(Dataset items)
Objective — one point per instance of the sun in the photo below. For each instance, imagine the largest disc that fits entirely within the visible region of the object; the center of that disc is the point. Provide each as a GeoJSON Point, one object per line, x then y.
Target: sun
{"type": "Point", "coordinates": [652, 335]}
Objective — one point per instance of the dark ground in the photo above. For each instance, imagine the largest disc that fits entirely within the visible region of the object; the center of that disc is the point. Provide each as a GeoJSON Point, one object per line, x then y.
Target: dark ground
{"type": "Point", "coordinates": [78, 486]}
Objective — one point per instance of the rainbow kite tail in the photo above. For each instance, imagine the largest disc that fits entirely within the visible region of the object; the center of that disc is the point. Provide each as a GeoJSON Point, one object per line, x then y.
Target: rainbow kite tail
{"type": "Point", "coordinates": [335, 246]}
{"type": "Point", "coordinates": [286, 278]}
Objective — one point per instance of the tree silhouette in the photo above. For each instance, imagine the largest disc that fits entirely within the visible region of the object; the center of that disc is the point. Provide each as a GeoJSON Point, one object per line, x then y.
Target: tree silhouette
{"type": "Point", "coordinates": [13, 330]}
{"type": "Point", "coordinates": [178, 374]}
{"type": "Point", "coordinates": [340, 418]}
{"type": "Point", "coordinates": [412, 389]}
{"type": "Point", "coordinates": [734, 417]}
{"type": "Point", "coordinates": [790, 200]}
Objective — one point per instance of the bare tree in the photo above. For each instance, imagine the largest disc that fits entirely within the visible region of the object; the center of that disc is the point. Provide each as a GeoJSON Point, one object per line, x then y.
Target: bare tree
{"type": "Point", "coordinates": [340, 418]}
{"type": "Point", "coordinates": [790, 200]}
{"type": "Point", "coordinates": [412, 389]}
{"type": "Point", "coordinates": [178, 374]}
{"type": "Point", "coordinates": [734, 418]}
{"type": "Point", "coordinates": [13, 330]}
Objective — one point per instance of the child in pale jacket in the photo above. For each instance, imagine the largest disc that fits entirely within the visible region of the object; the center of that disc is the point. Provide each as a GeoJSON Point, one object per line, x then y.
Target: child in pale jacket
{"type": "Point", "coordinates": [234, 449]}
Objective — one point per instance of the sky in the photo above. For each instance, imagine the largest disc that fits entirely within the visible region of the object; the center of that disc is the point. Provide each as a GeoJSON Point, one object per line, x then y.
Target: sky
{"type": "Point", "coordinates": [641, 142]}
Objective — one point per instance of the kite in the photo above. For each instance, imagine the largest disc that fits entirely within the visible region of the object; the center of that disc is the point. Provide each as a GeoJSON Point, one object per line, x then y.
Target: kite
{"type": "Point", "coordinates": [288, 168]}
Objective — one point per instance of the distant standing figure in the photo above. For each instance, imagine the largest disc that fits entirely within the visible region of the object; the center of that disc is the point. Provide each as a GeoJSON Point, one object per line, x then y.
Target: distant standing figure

» **Work to be completed**: Lay out every line of the material above as a numbered list, dropping any blank lines.

» **The answer**:
1. Objective — one point per instance of the sun in the photo below. For each instance, imagine the largest disc that fits entirely within the visible region of the object; the center of that disc is the point. Provide each as a GeoJSON Point, one object per line, x then y.
2. Target: sun
3. {"type": "Point", "coordinates": [652, 335]}
4. Objective — one point per instance of the dark ground in the photo above. For each instance, imagine the largest disc that fits entirely within the visible region of the object; the center of that disc is the point. Provide each as a GeoJSON Point, one object per line, x then y.
5. Target: dark ground
6. {"type": "Point", "coordinates": [78, 486]}
7. Objective — one point per instance of the rainbow kite tail in the photo above. For each instance, imagine the largest disc that fits entirely within the visible region of the object; the center of that disc is the point. Provide each as a GeoJSON Point, one object per line, x then y.
8. Target: rainbow kite tail
9. {"type": "Point", "coordinates": [335, 246]}
10. {"type": "Point", "coordinates": [286, 278]}
11. Objective — one point per instance of the tree silhouette in the photo above. For each instance, imagine the largest disc that fits entirely within the visible region of the object; the center of that disc is the point. Provide each as a GeoJSON Point, one object per line, x then y.
12. Target: tree silhouette
13. {"type": "Point", "coordinates": [13, 330]}
14. {"type": "Point", "coordinates": [178, 374]}
15. {"type": "Point", "coordinates": [340, 418]}
16. {"type": "Point", "coordinates": [412, 389]}
17. {"type": "Point", "coordinates": [734, 417]}
18. {"type": "Point", "coordinates": [790, 200]}
19. Objective — one point per instance of the bare tree in the photo above. For each instance, imagine the largest disc that fits entirely within the visible region of the object; the center of that disc is the point. Provide each as a GeoJSON Point, one object per line, x then y.
20. Target: bare tree
21. {"type": "Point", "coordinates": [340, 418]}
22. {"type": "Point", "coordinates": [790, 200]}
23. {"type": "Point", "coordinates": [412, 389]}
24. {"type": "Point", "coordinates": [178, 374]}
25. {"type": "Point", "coordinates": [734, 418]}
26. {"type": "Point", "coordinates": [13, 330]}
27. Objective — one point per instance of the child in pale jacket in the photo above. For each instance, imagine the largest disc that fits entirely within the visible region of the object; the center of that disc is the point. Provide each as a GeoJSON Point, one object per line, x then y.
28. Target: child in pale jacket
29. {"type": "Point", "coordinates": [234, 449]}
30. Objective — one point per instance of the sky in the photo above. For each instance, imagine the largest disc that fits entirely within the visible region of the object; the center of that disc is the point. Provide each as a GeoJSON Point, one object per line, x then y.
31. Target: sky
32. {"type": "Point", "coordinates": [641, 142]}
33. Objective — one point per instance of the kite in the photo above. For each instance, imagine the largest disc that fits entirely within the visible region of the object; the center of that disc is the point. Provide each as a GeoJSON Point, one object per line, x then y.
34. Target: kite
35. {"type": "Point", "coordinates": [288, 168]}
36. Objective — one point per instance of the distant standing figure in the photo above. For each instance, imagine the largest disc that fits entirely within the visible region of the object; the center of that disc is the point. Provide each as a GeoJSON Point, one object per line, x then y.
37. Target: distant standing figure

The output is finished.